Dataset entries
━━━

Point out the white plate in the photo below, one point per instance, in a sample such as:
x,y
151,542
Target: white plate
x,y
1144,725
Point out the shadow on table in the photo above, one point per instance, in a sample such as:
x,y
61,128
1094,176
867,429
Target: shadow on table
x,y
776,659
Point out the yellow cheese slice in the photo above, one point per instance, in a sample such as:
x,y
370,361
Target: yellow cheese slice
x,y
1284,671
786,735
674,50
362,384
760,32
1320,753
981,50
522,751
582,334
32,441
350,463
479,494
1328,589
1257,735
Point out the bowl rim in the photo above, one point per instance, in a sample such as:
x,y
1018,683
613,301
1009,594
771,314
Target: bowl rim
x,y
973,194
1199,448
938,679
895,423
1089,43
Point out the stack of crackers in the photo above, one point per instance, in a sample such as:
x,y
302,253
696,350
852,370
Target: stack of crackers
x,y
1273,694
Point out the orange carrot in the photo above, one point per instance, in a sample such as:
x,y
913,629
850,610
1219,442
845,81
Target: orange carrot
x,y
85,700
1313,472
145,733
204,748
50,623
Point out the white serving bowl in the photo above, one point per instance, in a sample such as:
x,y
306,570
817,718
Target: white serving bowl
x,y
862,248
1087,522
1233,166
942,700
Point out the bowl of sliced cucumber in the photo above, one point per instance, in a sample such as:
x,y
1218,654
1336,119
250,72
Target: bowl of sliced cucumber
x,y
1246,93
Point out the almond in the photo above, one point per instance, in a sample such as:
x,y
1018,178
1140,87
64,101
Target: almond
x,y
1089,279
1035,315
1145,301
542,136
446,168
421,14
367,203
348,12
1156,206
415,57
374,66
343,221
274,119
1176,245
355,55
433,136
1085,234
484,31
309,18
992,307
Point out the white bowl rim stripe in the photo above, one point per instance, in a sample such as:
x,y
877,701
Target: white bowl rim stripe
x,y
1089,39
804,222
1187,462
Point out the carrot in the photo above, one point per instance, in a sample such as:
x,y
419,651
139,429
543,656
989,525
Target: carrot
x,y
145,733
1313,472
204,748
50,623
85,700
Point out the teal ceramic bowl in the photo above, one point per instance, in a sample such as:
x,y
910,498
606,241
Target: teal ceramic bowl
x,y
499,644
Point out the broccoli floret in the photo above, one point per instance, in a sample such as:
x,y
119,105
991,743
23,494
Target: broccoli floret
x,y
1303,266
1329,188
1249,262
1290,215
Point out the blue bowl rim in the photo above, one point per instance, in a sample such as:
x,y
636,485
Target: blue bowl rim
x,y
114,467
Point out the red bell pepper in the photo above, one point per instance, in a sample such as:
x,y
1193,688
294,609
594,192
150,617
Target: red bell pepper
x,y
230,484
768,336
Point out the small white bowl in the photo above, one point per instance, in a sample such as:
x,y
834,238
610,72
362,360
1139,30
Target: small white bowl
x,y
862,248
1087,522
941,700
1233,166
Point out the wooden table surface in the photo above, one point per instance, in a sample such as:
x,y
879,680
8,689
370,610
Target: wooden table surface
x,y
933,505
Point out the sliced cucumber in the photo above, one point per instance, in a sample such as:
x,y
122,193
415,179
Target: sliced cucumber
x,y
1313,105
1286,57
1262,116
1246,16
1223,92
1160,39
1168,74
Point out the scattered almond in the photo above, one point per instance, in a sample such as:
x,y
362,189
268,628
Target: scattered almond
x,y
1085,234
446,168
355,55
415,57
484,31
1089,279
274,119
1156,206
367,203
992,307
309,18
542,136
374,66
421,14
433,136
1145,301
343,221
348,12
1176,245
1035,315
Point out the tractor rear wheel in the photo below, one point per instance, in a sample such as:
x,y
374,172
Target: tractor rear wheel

━━━

Copy every entry above word for word.

Point out the white plate in the photo below, one point per instance, in a sample such as:
x,y
151,542
Target: white plate
x,y
1144,725
Point out the shadow on table in the photo above, one point per instance, in a sample such as:
x,y
61,128
1094,176
867,429
Target: shadow on table
x,y
776,659
Point out the yellow cheese slice in the photo above, one point per instance, in a sample such as:
x,y
370,361
Target: yellow cheese slice
x,y
1284,671
786,735
674,50
362,384
760,32
1320,753
981,50
522,751
582,334
32,441
350,463
479,494
1328,589
1257,735
Point out the bowl rim in the photo above, one point per instance, in a sample such as:
x,y
1018,683
613,301
1009,594
771,314
Target: bowl rim
x,y
973,194
1199,448
938,679
895,423
1089,43
Point out the stack of crackers in the photo above, one point per instance, in a sample such as:
x,y
302,253
696,350
852,370
Target: stack of crackers
x,y
1273,694
Point out the orange carrot in the photo above, one point per instance, in a sample such as:
x,y
913,629
850,610
1219,442
845,81
Target: orange carrot
x,y
85,700
1313,472
145,733
204,748
50,623
Point out the white serving bowl in the photo above, one point per instance, in a sample such as:
x,y
306,570
817,718
Target: white serving bowl
x,y
862,248
1087,522
1233,166
942,700
Point out the bowl of sliced cucumber in the photo above, one point per instance, in a sample such as:
x,y
1218,654
1336,119
250,72
Target: bowl of sliced cucumber
x,y
1246,93
Point out the almond in the photo above, one point per instance, in a sample such as:
x,y
1018,178
1140,87
64,101
Target: almond
x,y
1089,279
1035,315
1145,301
542,136
446,168
421,14
367,203
348,12
1156,206
415,57
374,66
343,221
274,119
1176,245
355,55
433,136
1085,234
484,31
309,18
992,307
Point out the white bowl rim stripe in the photo above, one point per instance, in a sample such as:
x,y
877,701
Target: white bowl rim stripe
x,y
1089,39
804,222
1187,462
Point out the carrot in the photo above, one point per instance, in a sample such as:
x,y
419,651
139,429
543,656
989,525
Target: carrot
x,y
145,733
1313,472
204,748
50,623
85,700
Point out the teal ceramic bowl in the photo above, one point per instance, in a sample such as:
x,y
910,498
606,241
Target: teal ceramic bowl
x,y
499,644
Point out the broccoli floret in the photo above, one point per instance, in a sample such as:
x,y
119,105
991,743
23,494
Target: broccoli floret
x,y
1303,266
1329,188
1249,262
1290,215
Point out the blue bowl rim in the photo above, one point per instance, in a sample such as:
x,y
636,485
Target: blue bowl rim
x,y
114,467
Point out the red bell pepper in the photo above, one point per instance, in a sample such as:
x,y
1193,688
294,609
594,192
150,617
Target: red bell pepper
x,y
230,484
768,336
Point out the small white bowl in the photo above, one point per instance, in a sample such as:
x,y
834,238
610,72
362,360
1139,30
Target: small white bowl
x,y
862,248
1087,522
941,700
1233,166
Point out the wooden table surface in the photo above, one point per instance, in a sample such as:
x,y
879,680
8,689
370,610
Target: wooden table surface
x,y
933,505
Point out the sliced cucumber in the photo above, one point per instance, in a sample such as:
x,y
122,193
415,179
Target: sliced cucumber
x,y
1313,105
1286,57
1262,116
1246,16
1223,92
1160,39
1168,74
Point out the scattered almond in the photo above, one point per instance, in a sample such as:
x,y
362,189
268,628
Target: scattered almond
x,y
1085,234
446,168
355,55
415,57
484,31
1089,279
274,119
1156,206
367,203
992,307
309,18
542,136
374,66
421,14
433,136
1145,301
343,221
348,12
1176,245
1035,315
Point out the tractor rear wheel in the photo below, one point per instance, in a sample such as:
x,y
374,172
Target: tractor rear wheel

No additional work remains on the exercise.